> [BRIEF]:
From first entry to last, give the listing again verbatim.

»»

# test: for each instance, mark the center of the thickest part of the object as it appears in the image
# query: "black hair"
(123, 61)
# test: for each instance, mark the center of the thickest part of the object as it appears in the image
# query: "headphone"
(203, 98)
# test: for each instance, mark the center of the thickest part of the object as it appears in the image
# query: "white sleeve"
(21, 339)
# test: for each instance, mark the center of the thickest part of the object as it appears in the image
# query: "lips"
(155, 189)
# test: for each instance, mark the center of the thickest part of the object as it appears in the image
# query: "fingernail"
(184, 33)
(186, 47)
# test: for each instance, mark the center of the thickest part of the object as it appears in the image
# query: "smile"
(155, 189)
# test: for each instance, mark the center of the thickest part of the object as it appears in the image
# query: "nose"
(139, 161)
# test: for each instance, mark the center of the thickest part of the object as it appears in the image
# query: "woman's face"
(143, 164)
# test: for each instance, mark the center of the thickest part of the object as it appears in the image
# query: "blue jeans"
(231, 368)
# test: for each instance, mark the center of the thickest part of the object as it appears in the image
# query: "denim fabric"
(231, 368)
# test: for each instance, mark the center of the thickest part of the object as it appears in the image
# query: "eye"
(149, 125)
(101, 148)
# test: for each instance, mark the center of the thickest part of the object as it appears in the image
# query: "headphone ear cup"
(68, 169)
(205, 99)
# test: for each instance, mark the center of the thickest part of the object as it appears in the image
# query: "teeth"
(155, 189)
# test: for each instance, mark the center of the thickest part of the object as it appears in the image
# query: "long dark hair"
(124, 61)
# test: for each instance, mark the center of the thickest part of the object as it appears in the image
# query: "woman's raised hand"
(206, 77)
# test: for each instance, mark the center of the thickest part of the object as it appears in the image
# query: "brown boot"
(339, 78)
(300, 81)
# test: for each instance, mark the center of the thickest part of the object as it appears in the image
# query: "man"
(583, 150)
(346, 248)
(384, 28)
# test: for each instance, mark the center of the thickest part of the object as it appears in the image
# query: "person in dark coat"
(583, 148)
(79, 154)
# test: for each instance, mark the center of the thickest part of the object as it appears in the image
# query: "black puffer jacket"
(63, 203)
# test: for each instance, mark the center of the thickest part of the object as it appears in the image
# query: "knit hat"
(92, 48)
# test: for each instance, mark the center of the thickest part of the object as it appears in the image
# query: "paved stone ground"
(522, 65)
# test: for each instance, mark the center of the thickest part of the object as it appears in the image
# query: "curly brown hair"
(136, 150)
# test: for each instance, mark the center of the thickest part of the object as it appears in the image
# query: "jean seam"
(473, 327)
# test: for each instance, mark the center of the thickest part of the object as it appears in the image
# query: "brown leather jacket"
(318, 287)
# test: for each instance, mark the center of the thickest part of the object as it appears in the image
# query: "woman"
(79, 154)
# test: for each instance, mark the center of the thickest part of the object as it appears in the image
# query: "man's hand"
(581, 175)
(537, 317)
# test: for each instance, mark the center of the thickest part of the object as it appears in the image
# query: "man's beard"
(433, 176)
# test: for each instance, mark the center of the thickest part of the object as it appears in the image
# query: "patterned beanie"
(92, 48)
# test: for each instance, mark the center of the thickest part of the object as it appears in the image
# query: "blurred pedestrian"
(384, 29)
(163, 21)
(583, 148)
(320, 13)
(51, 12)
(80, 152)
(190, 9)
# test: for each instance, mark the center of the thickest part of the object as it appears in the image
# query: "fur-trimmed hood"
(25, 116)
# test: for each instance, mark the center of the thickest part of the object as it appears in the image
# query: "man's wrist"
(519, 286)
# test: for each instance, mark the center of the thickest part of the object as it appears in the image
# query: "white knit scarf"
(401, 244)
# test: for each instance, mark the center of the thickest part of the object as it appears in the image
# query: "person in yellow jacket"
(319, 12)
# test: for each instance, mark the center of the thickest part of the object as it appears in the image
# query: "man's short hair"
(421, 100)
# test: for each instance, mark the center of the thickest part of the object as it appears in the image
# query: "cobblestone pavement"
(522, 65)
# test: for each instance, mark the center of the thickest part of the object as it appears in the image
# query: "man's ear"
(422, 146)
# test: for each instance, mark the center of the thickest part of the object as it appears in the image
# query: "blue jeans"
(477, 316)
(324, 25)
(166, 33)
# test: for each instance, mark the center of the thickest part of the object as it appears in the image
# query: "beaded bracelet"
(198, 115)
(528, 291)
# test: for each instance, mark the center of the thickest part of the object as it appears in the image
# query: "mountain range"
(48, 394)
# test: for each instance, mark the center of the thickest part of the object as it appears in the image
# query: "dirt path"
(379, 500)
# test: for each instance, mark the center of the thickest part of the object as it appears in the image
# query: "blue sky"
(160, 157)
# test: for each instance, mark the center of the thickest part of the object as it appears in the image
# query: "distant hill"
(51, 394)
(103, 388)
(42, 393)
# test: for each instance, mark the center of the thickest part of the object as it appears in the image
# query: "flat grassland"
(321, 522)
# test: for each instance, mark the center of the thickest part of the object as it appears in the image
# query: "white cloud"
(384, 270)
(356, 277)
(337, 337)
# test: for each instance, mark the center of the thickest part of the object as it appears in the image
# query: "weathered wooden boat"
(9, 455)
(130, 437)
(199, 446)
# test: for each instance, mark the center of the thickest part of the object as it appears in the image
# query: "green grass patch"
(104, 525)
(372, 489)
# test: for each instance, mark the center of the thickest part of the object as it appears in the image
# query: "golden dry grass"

««

> [SOLUTION TO THIS TASK]:
# test: for each instance, mark the center of the thickest part of the object as it appears in the image
# query: "black hair"
(123, 61)
# test: for each instance, mark the center of the thickest part of the object as it appears in the image
# query: "headphone"
(203, 98)
# test: for each instance, mark the center of the thickest part of the object as it appears in the image
# query: "white sleeve"
(21, 339)
# test: for each instance, mark the center of the thickest part of the object as it appears in the image
# query: "lips"
(155, 189)
# test: for each instance, mark the center of the thickest part of the object as it appears in the image
# query: "fingernail"
(184, 33)
(186, 47)
# test: for each instance, mark the center of the thickest part of the object as it appears in the image
# query: "smile"
(155, 189)
# test: for each instance, mark the center of the thickest part of the object as it appears in the image
# query: "nose"
(139, 161)
# test: for each instance, mark the center of the thickest part of the object as it appears in the image
# query: "woman's face"
(143, 164)
# test: for each instance, mark the center of the thickest part of the object as it appears in the image
# query: "blue jeans"
(231, 368)
# test: for each instance, mark the center of the thickest part of the object as it appears in the image
# query: "denim fabric"
(231, 368)
# test: for each instance, mark the center of the thickest part of the object as it appears in the image
# query: "eye"
(149, 125)
(101, 148)
# test: for each instance, mark the center of the thickest part of the object as it appears in the image
# query: "headphone ear cup"
(68, 169)
(205, 99)
# test: for each instance, mark the center of the thickest part of the object as it appears in the image
# query: "teeth"
(155, 189)
# test: for each instance, mark the center of the thickest part of the object as it appears in the image
# query: "long dark hair"
(124, 61)
# test: for each instance, mark the center of the thickest part of the object as it appears in the image
# query: "woman's raised hand"
(206, 77)
# test: for each instance, mark the center of the thickest part of the object as it appears in the image
# query: "brown boot"
(339, 78)
(300, 81)
# test: for each instance, mark the center of the thickest part of the object as it appears in the image
# query: "man"
(583, 150)
(346, 248)
(384, 28)
# test: for each instance, mark the center of the thickest part of the object as it appears in the image
# query: "person in dark coat"
(583, 148)
(79, 154)
# test: for each instance, mark the center of the thickest part of the object as it appears in the image
# query: "black puffer jacket"
(63, 203)
# test: for each instance, mark the center of the thickest part of the object as it appears in the image
# query: "knit hat"
(92, 48)
# test: for each instance, mark the center of the thickest part of the object as it appears in the image
# query: "paved stone ground"
(522, 65)
# test: for each instance, mark the center of the thickest part of the object as it appears in the image
# query: "curly brown hair"
(136, 150)
# test: for each instance, mark the center of the thickest part of the object as it appears in the image
# query: "jean seam"
(473, 327)
# test: for each instance, mark the center of the thickest part of the object as it appears in the image
# query: "brown leather jacket"
(318, 287)
# test: for each instance, mark the center of the thickest part of the object as it appears in the image
# query: "woman"
(79, 154)
# test: for each instance, mark the center of the thickest part of the object as it appears in the image
# query: "man's hand"
(581, 175)
(537, 317)
# test: for each instance, mark the center of the thickest part of the object as it appears in the image
# query: "man's beard"
(433, 176)
# test: for each instance, mark the center of the thickest part of the object as it appears in the image
# query: "patterned beanie"
(92, 48)
# test: for each instance, mark the center of the thickest part of the object as it appears in the image
# query: "blurred pedestrian"
(384, 29)
(163, 21)
(583, 148)
(320, 13)
(51, 12)
(80, 152)
(190, 9)
# test: for each instance, mark the center of the thickest part of the object as it appears in the image
# query: "fur-trimmed hood"
(25, 116)
# test: for each instance, mark the center of the thickest part of the object as it appears in the image
# query: "man's wrist"
(519, 286)
# test: for each instance, mark the center of the thickest part of the object as it appears in the image
# query: "white knit scarf"
(401, 244)
# test: for each instance, mark the center of the thickest part of the object as it appears in the image
# query: "person in yellow jacket"
(319, 12)
# test: for each instance, mark the center of the thickest part of the object as it appears in the image
# query: "man's short hair"
(421, 100)
# test: for each instance, mark the center of the thickest part of the object as it appears in the image
# query: "cobblestone pavement"
(522, 65)
# test: for each instance, mark the center of the thickest part of the object as it appears in the image
# query: "man's ear"
(422, 146)
# test: for each instance, mark the center of the thickest part of the object as it appears in the image
# query: "blue jeans"
(477, 316)
(324, 25)
(166, 33)
# test: for each instance, mark the center of the thickest part of the object as it appears in the image
# query: "beaded bracelet"
(198, 115)
(528, 291)
# test: for each instance, mark the center of the thickest part of the object as it appears in the image
# query: "mountain range"
(48, 394)
# test: for each instance, mark the center of the thickest part of the object as it appears in the image
# query: "dirt path"
(379, 500)
# test: for each instance, mark the center of the thickest part of the object as it appears in the image
# query: "blue sky"
(160, 157)
# test: for each instance, mark the center of the thickest part of the object as it appears in the image
# query: "distant hill"
(51, 394)
(103, 388)
(42, 393)
# test: for each instance, mark the center of the thickest part of the object as it appears in the image
# query: "flat grassland"
(321, 522)
# test: for each instance, mark the center of the thickest part of the object as it appears in the image
# query: "white cloud"
(384, 270)
(356, 277)
(337, 337)
# test: for each instance, mark the center of the thickest part of the object as it appears in the image
# query: "weathered wooden boat"
(9, 455)
(130, 437)
(199, 446)
# test: for each instance, mark the center of the thickest part of the object as it appears in the image
# query: "green grass patch"
(104, 525)
(372, 489)
# test: for each instance, mark the center of the thickest part of the object as it appears in the image
# query: "golden dry grass"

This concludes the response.